Input data below:

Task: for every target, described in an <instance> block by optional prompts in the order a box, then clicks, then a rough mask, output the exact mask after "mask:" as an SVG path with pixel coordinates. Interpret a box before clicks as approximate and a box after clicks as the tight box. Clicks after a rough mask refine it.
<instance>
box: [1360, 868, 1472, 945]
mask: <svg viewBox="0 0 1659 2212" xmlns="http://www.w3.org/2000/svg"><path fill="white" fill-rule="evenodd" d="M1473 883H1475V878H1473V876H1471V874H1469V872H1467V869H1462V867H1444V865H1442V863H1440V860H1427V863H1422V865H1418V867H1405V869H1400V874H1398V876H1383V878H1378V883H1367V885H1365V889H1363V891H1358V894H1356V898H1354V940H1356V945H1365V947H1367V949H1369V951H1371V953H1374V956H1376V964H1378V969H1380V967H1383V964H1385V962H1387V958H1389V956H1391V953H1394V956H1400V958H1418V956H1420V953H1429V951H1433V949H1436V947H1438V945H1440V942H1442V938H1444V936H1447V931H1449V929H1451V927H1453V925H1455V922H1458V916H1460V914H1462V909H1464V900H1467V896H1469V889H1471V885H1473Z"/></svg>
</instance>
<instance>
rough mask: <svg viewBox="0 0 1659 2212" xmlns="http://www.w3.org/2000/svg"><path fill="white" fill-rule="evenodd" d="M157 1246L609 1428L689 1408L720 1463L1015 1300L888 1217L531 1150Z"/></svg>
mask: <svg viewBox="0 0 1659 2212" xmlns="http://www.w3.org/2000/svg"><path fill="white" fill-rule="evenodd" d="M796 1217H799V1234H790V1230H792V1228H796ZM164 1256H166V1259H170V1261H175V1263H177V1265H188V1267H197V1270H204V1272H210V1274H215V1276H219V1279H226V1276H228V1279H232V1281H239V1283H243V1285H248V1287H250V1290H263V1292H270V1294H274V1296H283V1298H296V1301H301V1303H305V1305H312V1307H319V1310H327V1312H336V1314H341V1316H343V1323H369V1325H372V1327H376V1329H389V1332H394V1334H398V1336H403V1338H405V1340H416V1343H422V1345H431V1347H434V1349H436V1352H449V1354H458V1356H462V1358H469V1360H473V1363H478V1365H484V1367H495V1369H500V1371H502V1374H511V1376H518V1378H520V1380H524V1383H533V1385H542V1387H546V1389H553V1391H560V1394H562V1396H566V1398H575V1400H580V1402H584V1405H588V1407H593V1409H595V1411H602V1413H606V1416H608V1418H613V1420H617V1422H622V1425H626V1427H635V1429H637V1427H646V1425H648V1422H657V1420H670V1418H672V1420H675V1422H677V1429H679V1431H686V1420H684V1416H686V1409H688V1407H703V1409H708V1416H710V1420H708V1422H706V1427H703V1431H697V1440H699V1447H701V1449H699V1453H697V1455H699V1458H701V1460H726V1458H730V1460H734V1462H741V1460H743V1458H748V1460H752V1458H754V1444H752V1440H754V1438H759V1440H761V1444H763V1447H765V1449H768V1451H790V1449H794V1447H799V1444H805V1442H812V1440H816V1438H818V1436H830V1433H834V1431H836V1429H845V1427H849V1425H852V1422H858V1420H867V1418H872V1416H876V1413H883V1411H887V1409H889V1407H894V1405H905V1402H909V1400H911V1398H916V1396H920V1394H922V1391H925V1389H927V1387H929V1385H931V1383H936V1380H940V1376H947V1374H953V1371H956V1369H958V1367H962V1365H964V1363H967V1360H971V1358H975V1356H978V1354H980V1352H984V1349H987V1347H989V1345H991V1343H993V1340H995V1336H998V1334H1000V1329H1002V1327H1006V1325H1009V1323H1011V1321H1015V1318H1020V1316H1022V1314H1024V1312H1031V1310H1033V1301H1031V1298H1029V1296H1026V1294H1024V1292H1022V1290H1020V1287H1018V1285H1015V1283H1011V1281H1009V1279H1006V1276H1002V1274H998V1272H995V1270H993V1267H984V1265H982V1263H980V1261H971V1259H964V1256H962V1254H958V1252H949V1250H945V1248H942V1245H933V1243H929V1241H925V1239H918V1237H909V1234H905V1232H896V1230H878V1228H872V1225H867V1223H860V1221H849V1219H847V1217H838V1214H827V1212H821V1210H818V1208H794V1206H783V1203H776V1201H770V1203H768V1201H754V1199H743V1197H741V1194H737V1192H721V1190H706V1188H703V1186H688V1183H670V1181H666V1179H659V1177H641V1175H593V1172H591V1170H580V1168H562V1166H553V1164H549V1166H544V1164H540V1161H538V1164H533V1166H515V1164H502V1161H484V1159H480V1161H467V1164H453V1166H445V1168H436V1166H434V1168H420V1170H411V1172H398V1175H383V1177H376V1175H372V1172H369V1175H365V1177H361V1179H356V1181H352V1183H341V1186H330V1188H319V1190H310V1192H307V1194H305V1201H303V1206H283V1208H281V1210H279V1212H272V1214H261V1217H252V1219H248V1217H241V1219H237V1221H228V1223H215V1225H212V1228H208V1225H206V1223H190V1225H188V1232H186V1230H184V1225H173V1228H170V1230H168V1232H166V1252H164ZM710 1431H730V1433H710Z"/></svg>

End of Input data.

Work order: Please copy the stretch of the material above from the line that contains "</instance>" through the line that contains "rough mask: <svg", including both of those lines, and give only those lines.

The answer:
</instance>
<instance>
rough mask: <svg viewBox="0 0 1659 2212" xmlns="http://www.w3.org/2000/svg"><path fill="white" fill-rule="evenodd" d="M157 1246L609 1428L689 1408L720 1463L1015 1300L888 1217L531 1150Z"/></svg>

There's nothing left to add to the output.